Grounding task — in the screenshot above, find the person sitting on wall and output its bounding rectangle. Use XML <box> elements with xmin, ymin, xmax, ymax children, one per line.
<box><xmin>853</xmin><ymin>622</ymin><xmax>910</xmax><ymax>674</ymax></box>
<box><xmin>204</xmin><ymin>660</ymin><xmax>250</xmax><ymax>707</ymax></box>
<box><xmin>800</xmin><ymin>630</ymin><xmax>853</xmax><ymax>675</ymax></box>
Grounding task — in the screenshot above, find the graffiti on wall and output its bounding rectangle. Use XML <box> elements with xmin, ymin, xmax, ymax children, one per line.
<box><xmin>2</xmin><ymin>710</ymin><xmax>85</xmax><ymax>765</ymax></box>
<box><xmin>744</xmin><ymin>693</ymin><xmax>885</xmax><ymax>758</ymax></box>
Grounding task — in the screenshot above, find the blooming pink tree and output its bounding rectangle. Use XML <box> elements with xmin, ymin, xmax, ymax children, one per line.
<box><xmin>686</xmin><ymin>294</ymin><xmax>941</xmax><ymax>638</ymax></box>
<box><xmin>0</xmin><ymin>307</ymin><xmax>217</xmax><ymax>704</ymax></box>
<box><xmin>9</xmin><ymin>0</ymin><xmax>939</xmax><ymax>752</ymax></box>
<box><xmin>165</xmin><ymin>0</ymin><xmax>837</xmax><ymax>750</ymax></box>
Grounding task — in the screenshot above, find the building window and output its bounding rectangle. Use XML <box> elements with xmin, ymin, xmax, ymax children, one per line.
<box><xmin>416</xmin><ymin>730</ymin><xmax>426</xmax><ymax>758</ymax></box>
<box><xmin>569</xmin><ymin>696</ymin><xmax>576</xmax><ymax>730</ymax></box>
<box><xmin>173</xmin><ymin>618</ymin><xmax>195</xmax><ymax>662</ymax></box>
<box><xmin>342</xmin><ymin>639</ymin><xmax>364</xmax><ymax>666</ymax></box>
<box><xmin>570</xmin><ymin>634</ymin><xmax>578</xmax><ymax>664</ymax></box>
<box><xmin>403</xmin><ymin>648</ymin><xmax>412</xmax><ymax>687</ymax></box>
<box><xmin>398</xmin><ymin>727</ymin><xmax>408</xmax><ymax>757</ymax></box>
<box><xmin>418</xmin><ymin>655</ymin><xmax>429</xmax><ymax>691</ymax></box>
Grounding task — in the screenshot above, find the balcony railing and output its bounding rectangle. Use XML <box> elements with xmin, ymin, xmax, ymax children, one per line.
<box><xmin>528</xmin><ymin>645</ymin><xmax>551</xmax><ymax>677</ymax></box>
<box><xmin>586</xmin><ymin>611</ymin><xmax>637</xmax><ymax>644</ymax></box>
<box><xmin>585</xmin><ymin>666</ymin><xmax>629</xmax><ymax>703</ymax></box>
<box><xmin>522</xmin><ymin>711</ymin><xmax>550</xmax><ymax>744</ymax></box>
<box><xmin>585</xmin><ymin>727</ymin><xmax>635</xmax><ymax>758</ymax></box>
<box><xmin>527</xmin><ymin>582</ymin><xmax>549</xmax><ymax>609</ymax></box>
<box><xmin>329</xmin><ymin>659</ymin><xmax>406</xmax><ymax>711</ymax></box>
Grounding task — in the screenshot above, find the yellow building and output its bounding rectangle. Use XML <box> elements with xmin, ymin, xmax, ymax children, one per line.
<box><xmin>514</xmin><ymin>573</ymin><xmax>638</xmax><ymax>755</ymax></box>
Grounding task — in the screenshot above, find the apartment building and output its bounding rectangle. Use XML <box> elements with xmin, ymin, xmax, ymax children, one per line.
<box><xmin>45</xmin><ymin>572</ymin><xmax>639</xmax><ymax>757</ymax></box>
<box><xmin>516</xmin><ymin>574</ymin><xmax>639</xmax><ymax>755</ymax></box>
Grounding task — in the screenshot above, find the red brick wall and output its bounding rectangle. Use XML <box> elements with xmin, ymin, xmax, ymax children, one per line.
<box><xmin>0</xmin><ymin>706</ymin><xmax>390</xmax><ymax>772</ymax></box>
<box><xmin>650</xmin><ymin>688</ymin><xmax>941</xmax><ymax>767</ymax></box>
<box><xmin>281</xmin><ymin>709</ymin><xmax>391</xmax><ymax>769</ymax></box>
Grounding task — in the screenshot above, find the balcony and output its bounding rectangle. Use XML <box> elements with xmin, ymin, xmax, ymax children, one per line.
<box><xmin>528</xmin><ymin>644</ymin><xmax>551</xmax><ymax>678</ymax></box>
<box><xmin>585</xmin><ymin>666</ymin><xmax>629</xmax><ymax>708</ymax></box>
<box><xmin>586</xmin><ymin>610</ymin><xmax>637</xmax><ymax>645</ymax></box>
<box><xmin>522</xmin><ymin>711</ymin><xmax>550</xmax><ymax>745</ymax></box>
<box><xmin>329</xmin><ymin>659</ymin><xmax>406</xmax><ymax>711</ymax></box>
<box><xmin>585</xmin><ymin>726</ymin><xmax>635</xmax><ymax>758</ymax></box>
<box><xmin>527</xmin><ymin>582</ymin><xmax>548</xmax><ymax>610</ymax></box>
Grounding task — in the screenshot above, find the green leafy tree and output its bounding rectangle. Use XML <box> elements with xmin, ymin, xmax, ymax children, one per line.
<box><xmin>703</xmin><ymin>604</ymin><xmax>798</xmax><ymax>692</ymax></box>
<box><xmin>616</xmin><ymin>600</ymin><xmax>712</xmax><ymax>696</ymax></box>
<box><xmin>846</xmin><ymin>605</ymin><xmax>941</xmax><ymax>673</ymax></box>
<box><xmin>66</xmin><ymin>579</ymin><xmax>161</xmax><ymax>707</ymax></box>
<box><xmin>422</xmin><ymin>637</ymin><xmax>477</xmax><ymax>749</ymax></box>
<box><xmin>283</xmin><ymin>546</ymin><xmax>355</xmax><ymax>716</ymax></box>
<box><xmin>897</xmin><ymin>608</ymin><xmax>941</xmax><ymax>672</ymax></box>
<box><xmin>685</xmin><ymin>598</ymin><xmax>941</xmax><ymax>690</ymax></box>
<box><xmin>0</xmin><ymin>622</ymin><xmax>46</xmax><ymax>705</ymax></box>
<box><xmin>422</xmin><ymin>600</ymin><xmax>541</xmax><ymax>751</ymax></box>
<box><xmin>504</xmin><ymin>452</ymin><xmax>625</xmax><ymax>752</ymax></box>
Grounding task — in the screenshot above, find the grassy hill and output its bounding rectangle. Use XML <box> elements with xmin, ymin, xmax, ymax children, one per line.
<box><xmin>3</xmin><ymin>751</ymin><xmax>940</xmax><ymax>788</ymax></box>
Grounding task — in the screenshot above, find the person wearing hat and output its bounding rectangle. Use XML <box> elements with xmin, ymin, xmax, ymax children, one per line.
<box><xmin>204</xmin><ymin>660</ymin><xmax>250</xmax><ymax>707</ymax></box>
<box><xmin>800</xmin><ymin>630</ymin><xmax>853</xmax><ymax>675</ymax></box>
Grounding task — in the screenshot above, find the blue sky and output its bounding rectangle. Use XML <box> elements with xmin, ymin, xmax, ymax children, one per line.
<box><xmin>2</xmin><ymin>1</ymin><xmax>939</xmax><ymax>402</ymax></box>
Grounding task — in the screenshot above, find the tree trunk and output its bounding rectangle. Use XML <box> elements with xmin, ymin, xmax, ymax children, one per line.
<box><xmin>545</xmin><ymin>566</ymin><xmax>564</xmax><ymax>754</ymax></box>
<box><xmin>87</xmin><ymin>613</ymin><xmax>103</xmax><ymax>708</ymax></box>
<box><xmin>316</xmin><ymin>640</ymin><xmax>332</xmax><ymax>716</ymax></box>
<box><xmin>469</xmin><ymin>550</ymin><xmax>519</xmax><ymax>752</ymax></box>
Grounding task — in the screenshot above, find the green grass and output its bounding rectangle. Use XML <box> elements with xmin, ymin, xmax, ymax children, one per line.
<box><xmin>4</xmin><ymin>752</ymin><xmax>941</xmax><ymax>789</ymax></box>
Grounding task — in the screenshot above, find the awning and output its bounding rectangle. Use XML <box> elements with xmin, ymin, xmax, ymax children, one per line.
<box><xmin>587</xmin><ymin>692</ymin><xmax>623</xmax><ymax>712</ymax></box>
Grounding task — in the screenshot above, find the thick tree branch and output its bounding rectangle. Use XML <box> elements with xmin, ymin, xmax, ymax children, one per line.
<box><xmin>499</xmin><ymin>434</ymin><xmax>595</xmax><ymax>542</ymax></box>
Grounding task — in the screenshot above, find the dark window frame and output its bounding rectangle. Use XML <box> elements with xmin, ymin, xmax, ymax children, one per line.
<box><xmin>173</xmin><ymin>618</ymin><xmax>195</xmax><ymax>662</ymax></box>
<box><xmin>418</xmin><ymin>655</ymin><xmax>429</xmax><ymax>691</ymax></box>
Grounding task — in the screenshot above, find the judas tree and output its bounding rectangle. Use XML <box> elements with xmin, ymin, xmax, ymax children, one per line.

_ _ _ _ _

:: Your goal ::
Output consists of exactly the lines from the one containing "Grounding task — in the screenshot above, find the dark" to the end of the records above, retyped without change and with nothing extra.

:: Answer below ::
Grounding task — in the screenshot above, find the dark window frame and output its bounding rectangle. Use XML <box> elements with xmin, ymin, xmax, ymax children, one per line.
<box><xmin>173</xmin><ymin>618</ymin><xmax>195</xmax><ymax>662</ymax></box>
<box><xmin>418</xmin><ymin>655</ymin><xmax>429</xmax><ymax>691</ymax></box>
Grounding task — in the screenshot above, find the judas tree and output its bounding rectangle. Use XML <box> elements with xmin, ymin, xmax, ymax children, one per line.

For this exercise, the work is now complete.